[Lines contained in a dataset]
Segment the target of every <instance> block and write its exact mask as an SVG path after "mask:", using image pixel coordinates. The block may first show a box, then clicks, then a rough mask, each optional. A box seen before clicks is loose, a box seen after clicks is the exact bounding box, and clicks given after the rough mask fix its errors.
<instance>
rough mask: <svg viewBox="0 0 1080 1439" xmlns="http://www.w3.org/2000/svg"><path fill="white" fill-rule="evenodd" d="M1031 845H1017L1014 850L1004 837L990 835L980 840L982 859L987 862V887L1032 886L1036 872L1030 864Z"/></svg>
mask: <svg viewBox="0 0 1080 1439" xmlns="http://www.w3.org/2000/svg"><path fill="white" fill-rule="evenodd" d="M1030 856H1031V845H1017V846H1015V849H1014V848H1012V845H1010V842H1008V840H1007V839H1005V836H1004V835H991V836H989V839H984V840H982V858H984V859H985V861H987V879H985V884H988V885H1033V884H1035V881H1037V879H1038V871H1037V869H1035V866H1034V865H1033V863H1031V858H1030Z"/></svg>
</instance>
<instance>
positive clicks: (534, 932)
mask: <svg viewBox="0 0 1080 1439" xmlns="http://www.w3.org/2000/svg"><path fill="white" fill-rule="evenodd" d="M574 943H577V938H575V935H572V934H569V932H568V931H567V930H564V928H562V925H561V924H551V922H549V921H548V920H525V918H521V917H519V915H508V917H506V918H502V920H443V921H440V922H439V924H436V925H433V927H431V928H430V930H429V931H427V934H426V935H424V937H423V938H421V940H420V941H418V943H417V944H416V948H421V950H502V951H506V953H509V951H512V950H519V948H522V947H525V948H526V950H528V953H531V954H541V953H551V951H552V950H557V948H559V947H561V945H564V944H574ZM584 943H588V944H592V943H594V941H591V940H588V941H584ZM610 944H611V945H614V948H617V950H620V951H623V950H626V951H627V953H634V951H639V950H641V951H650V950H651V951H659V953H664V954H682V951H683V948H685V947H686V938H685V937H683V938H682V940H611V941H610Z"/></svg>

Exercise goal: Write out all of these lines again, word for word and unchanged.

Answer space:
Segment the target of every <instance> block and write its exact mask as an SVG path after "mask:", using image pixel coordinates. The block may first show a box, then clicks, then a rough mask, each optional. A box seen before clicks is loose, a box seen after clicks is the exact bounding box, and clicks given after the rough mask fix its errors.
<instance>
rough mask: <svg viewBox="0 0 1080 1439" xmlns="http://www.w3.org/2000/svg"><path fill="white" fill-rule="evenodd" d="M1031 845H1017L1014 850L1004 837L990 835L980 840L982 859L987 862V887L1032 886L1036 872L1030 864Z"/></svg>
mask: <svg viewBox="0 0 1080 1439" xmlns="http://www.w3.org/2000/svg"><path fill="white" fill-rule="evenodd" d="M1030 856H1031V845H1017V846H1015V849H1014V848H1012V845H1010V842H1008V840H1007V839H1005V836H1004V835H991V836H989V839H984V840H982V858H984V859H985V861H987V879H985V884H988V885H1033V884H1035V881H1037V879H1038V871H1037V869H1035V866H1034V865H1033V863H1031V858H1030Z"/></svg>
</instance>
<instance>
positive clicks: (534, 932)
mask: <svg viewBox="0 0 1080 1439" xmlns="http://www.w3.org/2000/svg"><path fill="white" fill-rule="evenodd" d="M574 943H577V938H575V935H572V934H569V932H568V931H567V930H564V928H562V925H561V924H551V922H549V921H548V920H525V918H521V917H519V915H508V917H506V918H502V920H443V921H440V922H439V924H436V925H433V927H431V928H430V930H429V931H427V934H426V935H424V937H423V938H421V940H420V941H418V943H417V944H416V948H421V950H502V951H506V953H509V951H512V950H519V948H522V947H525V948H526V950H528V953H531V954H541V953H551V951H552V950H557V948H559V947H561V945H564V944H574ZM584 943H588V944H592V943H594V941H591V940H588V941H584ZM610 944H611V945H614V948H617V950H620V951H623V950H626V951H627V953H634V951H639V950H641V951H650V950H651V951H659V953H664V954H682V951H683V948H685V947H686V938H685V937H683V938H682V940H611V941H610Z"/></svg>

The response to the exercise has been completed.